WHAT IS REQUIRED: Echo back, verbatim, the lines of the data below from the line containing "Objective — for every instance of the street sign" through the line containing "[[917, 714]]", both ends included.

[Saved data entries]
* * * * *
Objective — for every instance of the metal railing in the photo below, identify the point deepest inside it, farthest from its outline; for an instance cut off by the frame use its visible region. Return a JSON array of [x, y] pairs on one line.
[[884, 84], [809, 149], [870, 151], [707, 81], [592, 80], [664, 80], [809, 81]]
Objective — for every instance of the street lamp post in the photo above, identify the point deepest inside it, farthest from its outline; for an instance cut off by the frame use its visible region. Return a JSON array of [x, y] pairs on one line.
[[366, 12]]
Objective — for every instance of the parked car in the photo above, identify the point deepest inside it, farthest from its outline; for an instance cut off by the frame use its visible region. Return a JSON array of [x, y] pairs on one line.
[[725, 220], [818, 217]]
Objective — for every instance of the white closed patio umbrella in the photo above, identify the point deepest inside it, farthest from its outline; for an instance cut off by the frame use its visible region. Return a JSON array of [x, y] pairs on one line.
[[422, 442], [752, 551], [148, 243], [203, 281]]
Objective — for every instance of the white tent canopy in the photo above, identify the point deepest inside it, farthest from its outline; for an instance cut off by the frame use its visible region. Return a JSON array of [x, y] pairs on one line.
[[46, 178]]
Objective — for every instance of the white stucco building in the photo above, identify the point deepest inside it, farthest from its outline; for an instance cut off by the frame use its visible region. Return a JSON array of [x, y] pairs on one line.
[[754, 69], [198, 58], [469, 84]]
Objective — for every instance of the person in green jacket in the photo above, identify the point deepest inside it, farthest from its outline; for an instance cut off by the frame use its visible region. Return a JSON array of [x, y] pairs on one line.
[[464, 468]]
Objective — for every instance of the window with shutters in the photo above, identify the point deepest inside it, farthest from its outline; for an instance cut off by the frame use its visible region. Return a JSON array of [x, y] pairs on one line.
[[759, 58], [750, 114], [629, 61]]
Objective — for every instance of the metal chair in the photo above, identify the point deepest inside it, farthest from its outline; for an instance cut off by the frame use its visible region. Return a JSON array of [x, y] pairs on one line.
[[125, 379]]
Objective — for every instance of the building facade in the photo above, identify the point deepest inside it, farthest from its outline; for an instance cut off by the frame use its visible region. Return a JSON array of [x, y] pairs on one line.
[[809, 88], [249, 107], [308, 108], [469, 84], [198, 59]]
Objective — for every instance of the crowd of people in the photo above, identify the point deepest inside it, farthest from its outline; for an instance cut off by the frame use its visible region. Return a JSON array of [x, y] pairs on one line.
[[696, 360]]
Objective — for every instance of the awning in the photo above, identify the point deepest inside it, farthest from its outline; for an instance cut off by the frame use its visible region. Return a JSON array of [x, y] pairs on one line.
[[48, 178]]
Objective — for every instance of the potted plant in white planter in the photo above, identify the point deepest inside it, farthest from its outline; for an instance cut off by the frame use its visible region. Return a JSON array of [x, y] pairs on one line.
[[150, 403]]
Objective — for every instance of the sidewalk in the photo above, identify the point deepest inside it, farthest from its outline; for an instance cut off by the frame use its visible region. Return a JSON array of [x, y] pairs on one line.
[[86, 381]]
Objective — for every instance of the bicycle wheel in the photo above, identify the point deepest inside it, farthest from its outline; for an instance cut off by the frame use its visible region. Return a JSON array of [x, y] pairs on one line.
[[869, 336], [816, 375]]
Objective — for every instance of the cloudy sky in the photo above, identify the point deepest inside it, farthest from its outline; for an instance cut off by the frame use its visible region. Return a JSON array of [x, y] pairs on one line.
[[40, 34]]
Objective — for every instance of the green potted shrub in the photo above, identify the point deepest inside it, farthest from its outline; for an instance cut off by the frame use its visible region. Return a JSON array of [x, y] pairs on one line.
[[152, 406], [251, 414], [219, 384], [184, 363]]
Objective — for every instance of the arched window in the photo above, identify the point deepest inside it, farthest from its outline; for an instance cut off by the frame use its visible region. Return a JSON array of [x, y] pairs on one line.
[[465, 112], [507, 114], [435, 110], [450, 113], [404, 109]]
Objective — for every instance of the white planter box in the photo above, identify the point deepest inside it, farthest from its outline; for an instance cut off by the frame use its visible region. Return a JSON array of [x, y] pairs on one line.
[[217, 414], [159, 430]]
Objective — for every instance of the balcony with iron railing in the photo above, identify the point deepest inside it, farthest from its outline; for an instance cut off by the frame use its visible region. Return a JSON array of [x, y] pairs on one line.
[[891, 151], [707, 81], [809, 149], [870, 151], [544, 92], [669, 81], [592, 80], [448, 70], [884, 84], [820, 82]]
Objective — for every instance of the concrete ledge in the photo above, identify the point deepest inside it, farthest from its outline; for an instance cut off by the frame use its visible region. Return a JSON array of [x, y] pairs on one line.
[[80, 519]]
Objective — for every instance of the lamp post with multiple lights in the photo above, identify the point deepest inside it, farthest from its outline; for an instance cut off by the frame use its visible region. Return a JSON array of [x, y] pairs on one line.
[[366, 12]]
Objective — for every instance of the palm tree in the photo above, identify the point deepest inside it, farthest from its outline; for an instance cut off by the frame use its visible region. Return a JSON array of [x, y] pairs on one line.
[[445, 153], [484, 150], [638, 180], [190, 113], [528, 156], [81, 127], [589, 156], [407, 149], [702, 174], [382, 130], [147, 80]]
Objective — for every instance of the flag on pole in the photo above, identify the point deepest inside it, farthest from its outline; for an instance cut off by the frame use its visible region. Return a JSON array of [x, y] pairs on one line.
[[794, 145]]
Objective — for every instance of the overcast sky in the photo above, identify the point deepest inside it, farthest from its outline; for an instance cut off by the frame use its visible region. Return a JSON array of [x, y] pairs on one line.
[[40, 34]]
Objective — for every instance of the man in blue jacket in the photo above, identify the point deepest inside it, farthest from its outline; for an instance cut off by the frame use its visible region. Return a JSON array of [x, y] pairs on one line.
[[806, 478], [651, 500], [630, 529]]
* * * * *
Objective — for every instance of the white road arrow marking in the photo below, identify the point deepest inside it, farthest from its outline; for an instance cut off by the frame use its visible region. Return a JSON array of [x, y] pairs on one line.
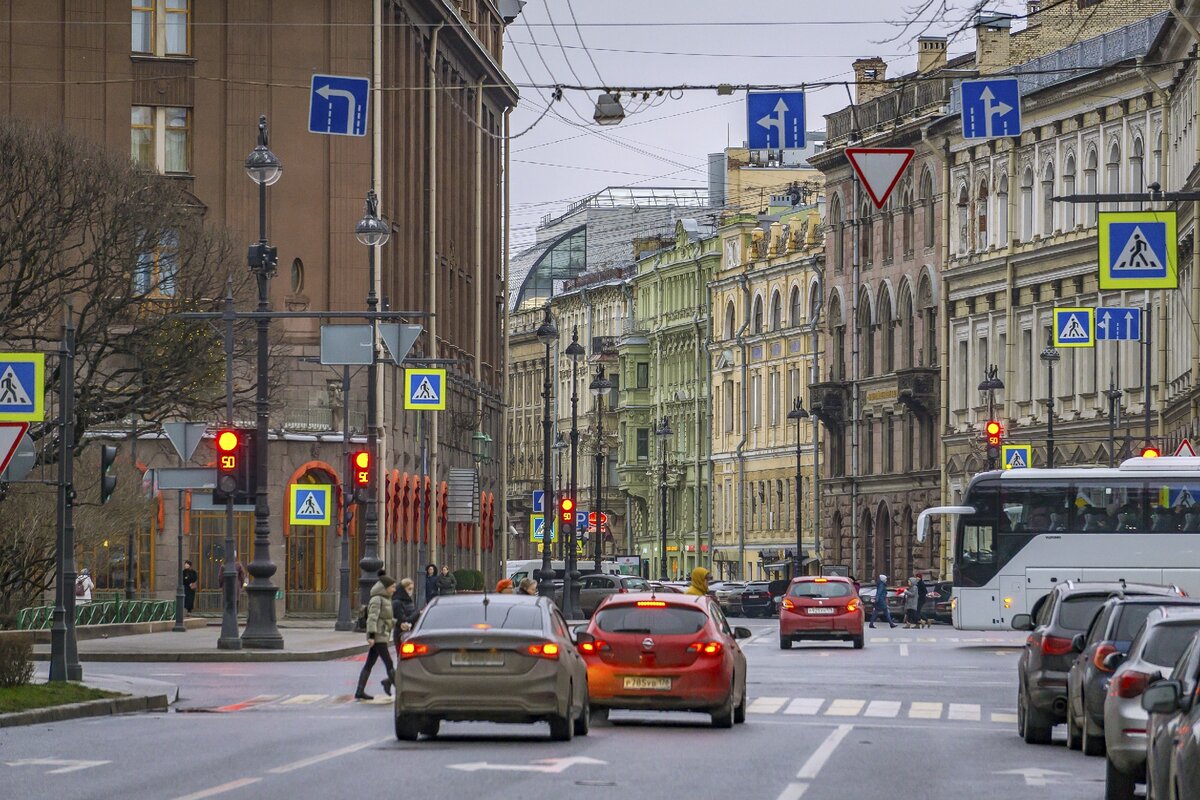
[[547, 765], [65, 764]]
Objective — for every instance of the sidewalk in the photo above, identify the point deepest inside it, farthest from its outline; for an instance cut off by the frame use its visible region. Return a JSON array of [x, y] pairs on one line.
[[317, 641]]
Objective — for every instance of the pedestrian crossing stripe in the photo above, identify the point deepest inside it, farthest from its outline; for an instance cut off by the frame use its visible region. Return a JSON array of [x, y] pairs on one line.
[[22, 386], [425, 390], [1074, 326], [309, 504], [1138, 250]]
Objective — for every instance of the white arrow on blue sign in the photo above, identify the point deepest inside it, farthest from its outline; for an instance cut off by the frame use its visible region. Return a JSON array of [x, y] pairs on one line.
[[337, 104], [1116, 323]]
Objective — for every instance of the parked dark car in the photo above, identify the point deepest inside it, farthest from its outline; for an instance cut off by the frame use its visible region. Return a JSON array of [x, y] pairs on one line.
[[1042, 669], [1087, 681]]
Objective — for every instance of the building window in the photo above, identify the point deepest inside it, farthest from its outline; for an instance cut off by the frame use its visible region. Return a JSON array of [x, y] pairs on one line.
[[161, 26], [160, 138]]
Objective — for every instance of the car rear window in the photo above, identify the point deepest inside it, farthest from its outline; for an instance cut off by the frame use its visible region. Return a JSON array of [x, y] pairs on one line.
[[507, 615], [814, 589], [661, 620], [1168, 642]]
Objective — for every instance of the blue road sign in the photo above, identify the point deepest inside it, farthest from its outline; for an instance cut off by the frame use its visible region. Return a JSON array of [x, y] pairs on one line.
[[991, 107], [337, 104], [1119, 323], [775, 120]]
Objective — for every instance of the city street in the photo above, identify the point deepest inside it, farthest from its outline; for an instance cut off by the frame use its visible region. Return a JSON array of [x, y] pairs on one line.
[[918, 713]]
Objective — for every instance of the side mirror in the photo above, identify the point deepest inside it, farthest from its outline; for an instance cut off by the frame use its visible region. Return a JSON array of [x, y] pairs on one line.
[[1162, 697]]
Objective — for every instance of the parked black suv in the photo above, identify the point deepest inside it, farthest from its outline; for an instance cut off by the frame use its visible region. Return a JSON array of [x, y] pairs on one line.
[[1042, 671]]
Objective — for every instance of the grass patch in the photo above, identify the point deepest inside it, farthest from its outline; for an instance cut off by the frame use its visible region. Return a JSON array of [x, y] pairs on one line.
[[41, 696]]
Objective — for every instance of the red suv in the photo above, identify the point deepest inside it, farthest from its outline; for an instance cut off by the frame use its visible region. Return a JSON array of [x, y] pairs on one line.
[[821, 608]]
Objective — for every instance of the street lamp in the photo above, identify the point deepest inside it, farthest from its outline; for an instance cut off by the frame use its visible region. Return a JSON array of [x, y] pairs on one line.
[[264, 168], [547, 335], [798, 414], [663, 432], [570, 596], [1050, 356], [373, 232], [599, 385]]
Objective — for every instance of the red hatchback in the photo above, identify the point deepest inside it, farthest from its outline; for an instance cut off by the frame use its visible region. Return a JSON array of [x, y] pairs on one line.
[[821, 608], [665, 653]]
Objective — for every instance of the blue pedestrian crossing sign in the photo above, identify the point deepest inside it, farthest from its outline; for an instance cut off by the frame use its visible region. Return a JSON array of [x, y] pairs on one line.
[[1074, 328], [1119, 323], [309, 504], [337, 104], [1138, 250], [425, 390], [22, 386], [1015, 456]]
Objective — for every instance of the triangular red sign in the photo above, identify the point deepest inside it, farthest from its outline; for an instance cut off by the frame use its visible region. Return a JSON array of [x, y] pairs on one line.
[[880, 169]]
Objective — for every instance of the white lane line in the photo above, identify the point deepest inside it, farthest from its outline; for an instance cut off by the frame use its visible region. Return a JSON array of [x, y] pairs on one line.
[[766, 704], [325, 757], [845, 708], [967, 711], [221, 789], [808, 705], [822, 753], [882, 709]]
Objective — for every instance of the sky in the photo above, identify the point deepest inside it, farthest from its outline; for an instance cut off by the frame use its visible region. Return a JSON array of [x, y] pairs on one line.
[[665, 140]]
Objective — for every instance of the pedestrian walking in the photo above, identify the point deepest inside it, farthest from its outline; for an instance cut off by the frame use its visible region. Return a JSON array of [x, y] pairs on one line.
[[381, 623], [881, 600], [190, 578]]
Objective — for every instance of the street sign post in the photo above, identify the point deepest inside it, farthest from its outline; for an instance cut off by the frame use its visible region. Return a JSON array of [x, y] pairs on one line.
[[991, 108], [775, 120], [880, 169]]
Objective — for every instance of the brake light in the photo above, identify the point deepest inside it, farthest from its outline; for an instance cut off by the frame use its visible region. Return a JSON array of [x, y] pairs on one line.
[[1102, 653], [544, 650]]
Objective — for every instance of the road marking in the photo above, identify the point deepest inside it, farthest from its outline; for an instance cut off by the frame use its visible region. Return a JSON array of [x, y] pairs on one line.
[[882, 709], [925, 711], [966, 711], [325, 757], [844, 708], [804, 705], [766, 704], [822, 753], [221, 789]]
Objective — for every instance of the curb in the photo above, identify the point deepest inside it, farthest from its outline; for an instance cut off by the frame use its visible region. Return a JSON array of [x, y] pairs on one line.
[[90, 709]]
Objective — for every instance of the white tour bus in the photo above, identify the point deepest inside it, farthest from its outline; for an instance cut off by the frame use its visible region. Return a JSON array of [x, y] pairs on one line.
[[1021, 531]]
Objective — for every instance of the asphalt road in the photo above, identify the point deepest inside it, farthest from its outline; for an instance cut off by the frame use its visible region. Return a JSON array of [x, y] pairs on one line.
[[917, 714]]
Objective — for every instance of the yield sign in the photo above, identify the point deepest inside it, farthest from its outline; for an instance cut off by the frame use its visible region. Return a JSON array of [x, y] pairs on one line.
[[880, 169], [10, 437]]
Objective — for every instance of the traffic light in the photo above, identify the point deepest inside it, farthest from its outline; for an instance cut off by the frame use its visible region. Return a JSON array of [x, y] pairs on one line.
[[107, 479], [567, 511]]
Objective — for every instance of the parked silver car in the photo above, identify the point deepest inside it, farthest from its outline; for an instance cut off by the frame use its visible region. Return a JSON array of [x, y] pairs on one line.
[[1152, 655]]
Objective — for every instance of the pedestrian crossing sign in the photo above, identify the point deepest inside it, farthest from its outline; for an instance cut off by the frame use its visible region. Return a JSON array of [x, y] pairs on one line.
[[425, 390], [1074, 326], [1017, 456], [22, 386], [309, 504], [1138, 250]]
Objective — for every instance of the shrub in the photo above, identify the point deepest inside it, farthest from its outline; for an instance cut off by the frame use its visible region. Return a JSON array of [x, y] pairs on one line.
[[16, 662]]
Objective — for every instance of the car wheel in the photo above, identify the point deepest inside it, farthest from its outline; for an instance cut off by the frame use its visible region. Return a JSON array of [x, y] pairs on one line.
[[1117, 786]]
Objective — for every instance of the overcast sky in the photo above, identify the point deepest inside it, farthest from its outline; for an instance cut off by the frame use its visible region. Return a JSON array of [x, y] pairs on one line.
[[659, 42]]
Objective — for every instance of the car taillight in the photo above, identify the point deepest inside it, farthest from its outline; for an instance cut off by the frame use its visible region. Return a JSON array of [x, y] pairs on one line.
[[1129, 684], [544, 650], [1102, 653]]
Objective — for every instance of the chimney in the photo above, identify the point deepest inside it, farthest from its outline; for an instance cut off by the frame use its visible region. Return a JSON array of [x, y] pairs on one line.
* * * * *
IN RESPONSE:
Objective — for every instance of the street sign post in the photo above, identify the point deepest inside it, farthest from its outline; for an instance cut off by the frame use its visible region. Return a JSON array of [x, y] pairs on one line.
[[991, 108], [775, 120], [880, 169]]
Objective — for every instance of the brake light in the photo above, identify the point deepest inside it, farthest from its outline; for an instance cut off by the frame use its visible region. Return a JSON array of [x, y] pairs on one line.
[[1102, 653], [544, 650]]
Objective — for every instance of the road marking in the photo above, identify the point deepest inside it, farthest from its outline; for an instance cut off by the frame use its visible region. Return a JSON array of [x, y] pairs on one line.
[[882, 709], [925, 711], [966, 711], [325, 757], [844, 708], [804, 705], [766, 704], [822, 753], [221, 789]]
Objective — for every instance of the curb in the photo above, identify the point deepest inside it, farthest from its outline; for an instance cut off by the frame use its visible region. Return a JSON array of [x, y] pairs on one line.
[[90, 709]]
Objective — for every instance of the white tour bus in the photo above, identify the point deepest inside it, farthest from its outline; for an instance cut off by the frame use its visible region. Return a JSON array of [x, y] pairs on one line.
[[1021, 531]]
Objective — for every instance of the asphalt road in the photo above, identify the point deepest inside it, farthest from its outline; for an instance cut off by the frame use its visible region. Return a JSON array of [x, y] pairs on one line.
[[917, 714]]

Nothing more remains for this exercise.